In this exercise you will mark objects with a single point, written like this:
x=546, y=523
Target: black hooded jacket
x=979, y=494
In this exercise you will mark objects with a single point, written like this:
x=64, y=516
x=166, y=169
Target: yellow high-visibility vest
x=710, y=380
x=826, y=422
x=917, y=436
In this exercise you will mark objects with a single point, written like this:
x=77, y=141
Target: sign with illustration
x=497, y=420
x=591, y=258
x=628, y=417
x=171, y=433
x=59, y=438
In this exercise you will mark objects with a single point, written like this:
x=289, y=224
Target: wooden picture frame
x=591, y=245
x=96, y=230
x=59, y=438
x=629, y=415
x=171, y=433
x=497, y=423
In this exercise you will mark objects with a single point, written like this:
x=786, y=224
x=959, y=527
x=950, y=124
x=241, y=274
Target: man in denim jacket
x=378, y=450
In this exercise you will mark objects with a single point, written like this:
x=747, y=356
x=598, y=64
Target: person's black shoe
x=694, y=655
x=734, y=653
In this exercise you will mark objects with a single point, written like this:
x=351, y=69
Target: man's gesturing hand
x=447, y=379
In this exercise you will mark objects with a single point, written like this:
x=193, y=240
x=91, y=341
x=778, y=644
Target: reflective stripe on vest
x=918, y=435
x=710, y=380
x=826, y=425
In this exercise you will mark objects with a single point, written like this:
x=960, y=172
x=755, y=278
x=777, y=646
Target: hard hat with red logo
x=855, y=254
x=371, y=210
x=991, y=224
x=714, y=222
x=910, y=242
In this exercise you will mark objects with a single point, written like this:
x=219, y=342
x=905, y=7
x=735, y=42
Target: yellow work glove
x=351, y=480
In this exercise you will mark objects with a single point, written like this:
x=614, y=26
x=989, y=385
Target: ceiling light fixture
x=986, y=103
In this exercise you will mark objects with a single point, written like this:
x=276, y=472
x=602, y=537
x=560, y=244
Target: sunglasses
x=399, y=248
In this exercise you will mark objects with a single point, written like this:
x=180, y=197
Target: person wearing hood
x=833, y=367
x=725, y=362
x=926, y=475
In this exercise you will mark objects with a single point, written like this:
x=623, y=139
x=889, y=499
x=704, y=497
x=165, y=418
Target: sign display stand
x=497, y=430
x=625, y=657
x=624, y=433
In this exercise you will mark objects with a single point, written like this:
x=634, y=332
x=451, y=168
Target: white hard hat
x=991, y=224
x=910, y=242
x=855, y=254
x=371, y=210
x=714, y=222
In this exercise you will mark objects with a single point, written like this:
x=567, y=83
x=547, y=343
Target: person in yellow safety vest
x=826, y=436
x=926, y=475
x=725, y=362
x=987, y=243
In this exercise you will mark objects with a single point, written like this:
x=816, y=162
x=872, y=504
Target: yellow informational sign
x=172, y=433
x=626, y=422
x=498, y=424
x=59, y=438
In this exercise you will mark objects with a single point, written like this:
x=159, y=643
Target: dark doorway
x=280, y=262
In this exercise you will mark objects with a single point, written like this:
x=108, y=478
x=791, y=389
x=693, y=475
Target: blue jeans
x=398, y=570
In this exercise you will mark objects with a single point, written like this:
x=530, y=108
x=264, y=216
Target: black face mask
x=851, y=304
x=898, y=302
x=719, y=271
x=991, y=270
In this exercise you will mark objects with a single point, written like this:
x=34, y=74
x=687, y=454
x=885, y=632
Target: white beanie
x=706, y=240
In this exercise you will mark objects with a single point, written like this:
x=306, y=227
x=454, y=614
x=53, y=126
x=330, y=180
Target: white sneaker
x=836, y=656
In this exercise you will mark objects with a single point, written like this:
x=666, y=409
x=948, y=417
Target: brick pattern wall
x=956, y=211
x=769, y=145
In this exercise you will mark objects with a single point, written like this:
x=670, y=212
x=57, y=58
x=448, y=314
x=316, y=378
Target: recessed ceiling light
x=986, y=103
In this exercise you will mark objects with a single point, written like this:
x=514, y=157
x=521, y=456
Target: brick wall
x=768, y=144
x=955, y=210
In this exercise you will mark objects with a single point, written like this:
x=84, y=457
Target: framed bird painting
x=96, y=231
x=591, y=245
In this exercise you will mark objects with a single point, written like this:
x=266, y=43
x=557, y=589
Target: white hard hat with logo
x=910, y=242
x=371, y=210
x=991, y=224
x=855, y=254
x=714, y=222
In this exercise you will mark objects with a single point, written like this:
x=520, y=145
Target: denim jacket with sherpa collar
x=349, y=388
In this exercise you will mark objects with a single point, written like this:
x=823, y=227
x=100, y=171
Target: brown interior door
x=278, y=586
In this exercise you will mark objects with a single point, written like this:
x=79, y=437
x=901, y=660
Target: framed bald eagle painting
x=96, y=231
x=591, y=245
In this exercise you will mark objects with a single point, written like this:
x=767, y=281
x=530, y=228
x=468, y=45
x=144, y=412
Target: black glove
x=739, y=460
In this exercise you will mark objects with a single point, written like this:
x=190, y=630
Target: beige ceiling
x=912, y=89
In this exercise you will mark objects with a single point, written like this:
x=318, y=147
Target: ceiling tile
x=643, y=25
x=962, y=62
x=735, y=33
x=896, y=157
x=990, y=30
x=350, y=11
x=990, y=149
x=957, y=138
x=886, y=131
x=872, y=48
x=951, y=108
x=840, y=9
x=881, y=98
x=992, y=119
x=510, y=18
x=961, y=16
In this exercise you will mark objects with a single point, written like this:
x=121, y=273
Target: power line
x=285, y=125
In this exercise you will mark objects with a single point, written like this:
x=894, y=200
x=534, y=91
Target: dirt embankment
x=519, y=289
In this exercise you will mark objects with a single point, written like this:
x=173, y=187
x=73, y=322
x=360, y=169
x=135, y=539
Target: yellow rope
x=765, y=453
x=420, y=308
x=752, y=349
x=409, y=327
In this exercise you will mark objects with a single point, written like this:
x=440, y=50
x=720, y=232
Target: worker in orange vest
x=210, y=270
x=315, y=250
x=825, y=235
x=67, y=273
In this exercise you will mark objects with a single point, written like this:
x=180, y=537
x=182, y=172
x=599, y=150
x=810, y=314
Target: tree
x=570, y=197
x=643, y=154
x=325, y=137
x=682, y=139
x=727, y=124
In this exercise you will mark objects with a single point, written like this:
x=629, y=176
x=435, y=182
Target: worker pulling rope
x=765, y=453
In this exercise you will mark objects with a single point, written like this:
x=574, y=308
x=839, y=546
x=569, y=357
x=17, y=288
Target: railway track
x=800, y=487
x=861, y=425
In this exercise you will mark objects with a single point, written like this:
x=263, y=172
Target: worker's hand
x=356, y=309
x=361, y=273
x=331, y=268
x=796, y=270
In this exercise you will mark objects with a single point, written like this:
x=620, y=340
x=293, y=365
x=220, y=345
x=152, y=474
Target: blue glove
--
* _Required work_
Rewrite the records from the start through the line containing "x=497, y=423", replacing "Target" with "Object" and leaving everything else unchanged.

* _Task result_
In this exercise you will mark objects with a single point, written like this:
x=546, y=523
Object: black hooded jacket
x=979, y=494
In this exercise you will mark objects with a single point, written like this:
x=64, y=516
x=166, y=169
Object: yellow high-visibility vest
x=710, y=380
x=826, y=422
x=917, y=436
In this exercise you will mark objects with a single point, written like this:
x=77, y=141
Object: sign with illustration
x=497, y=420
x=591, y=258
x=628, y=417
x=171, y=433
x=59, y=438
In this exercise you will mark objects with a single point, written like this:
x=289, y=224
Object: wooden picture frame
x=591, y=245
x=96, y=230
x=59, y=438
x=629, y=415
x=171, y=433
x=497, y=423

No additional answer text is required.